Shorten the paragraph starting "As contraceptives prevent" in the article on the pill and sex drive below to one sentence, keeping its main facts.

Document text
● ● ● ●
The pill and sex drive
The contraceptive pill has had a wondrous impact on women’s freedom to choose when and if to have children, but your sex drive on the pill can sometimes be significantly affected.
Most women report little change in their sex drive while on the combined pill, but if your sex drive on the pill has changed, it can lead to concern especially as it’s a topic not often spoken about. The reassuring message is that there is no ‘normal’ when it comes to sex drive, these changes are natural and individual. The way your body behaves is just the way it’s supposed to – and can always switch contraceptives if you don’t like how you feel.
Here we look at the influencing factors, from hormonal changes through body anxiety to exhaustion, which can cause a loss of libido or an increased sex drive in women.
Why has my sex drive decreased?
Lifestyle factors can often play an important role on your sex drive. If you are experiencing a reduced libido, ask yourself “is my relationship going as well as it could?”, or, “am I under a lot of stress?”.
If you feel the pill is the reason behind your loss of libido, there could be a scientific reason why. Contraceptive pills work by releasing hormones that stop ovulation. Even if you don’t have a period each month, your ovaries are still active and producing testosterone. This helps regulate your sex drive.
The oestrogen in your combined pill affects testosterone levels in your body. This means that there’s less testosterone floating around your body, and your hormone levels can remain stable instead.
If you’re one of those women who, before taking contraception, used to enjoy having spikes in their sex-drive around the time of their period you might therefore notice this ‘levelling out’ of your sexual appetite and find it upsetting.
Changes in oestrogen levels may also contribute to vaginal dryness, which can affect enjoyment of sex, making it difficult to connect with a partner and cause a loss of libido in women.
Why has my sex drive increased?
If you’re experiencing a higher sex drive, this can be psychological because the worry around falling pregnant is removed from the act of having sex so you’re able to relax more.
As contraceptives prevent the body’s natural shedding of the lining of the uterus and instead produce imitation periods, many women report a reduction in cramping, headaches and other general menstrual discomfort. The absence of these can contribute to an increase in sex drive in women.
Should I do anything about these changes to sex drive on the pill?
In most cases, any changes to your sex drive will even out within a few months.
● ● ● ●
Dataset records
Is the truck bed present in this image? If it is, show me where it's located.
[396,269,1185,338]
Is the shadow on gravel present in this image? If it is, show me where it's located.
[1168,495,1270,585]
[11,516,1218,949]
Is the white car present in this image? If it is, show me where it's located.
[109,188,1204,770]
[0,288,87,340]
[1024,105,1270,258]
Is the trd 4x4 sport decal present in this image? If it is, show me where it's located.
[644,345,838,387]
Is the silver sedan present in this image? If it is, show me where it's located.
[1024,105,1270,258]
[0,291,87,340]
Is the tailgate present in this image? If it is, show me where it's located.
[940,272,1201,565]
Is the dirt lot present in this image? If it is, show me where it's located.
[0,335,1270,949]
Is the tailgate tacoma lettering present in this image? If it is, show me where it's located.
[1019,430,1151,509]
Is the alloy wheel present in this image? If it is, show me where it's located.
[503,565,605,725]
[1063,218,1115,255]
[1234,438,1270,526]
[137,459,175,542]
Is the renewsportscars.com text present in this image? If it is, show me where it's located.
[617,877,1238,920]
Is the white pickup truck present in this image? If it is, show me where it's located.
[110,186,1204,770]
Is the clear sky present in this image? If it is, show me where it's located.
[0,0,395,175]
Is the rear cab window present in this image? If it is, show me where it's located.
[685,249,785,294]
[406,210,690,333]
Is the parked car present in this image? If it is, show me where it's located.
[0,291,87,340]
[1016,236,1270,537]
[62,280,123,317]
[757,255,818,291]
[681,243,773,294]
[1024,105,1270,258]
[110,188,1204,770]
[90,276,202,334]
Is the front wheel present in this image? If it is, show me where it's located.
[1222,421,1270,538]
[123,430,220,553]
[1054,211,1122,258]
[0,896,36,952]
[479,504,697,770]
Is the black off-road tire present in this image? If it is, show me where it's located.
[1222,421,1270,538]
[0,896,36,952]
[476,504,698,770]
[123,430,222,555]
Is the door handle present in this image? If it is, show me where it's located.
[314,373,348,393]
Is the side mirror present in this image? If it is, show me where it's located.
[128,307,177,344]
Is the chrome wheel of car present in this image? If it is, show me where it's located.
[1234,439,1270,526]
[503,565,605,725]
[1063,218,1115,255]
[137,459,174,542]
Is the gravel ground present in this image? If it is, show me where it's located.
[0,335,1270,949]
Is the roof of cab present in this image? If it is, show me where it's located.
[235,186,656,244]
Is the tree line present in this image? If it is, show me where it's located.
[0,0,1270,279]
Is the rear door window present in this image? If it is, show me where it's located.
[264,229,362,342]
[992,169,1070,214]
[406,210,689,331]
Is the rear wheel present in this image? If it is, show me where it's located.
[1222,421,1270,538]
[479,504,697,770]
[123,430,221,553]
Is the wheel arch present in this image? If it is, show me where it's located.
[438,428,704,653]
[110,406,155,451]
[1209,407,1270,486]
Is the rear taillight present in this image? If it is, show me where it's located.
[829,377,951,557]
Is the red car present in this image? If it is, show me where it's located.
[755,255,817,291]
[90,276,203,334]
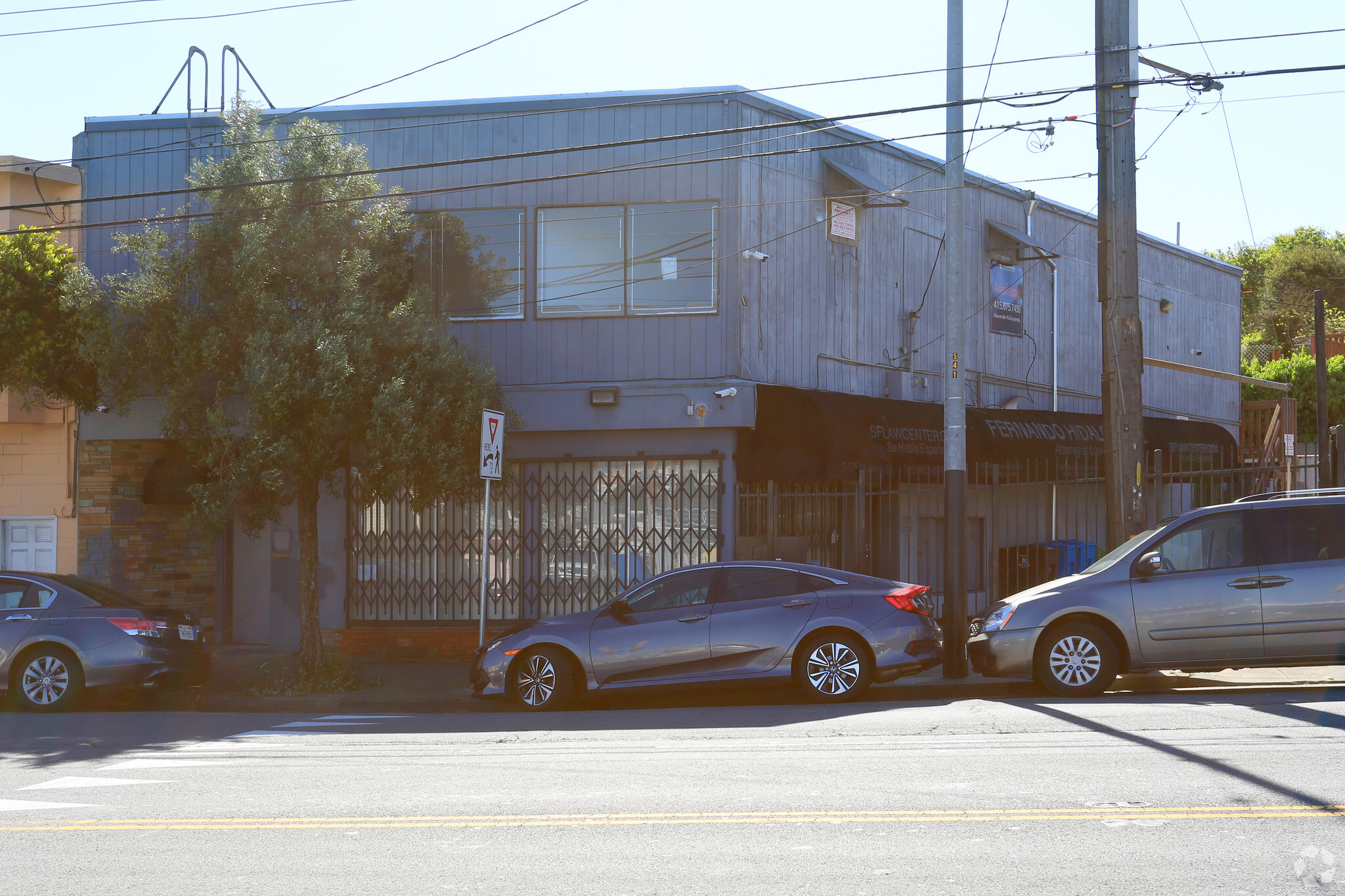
● ● ● ●
Reply
Because contraceptives stop the uterine lining from shedding naturally and produce imitation periods, many women have less cramping, fewer headaches and less menstrual discomfort, which can raise sex drive.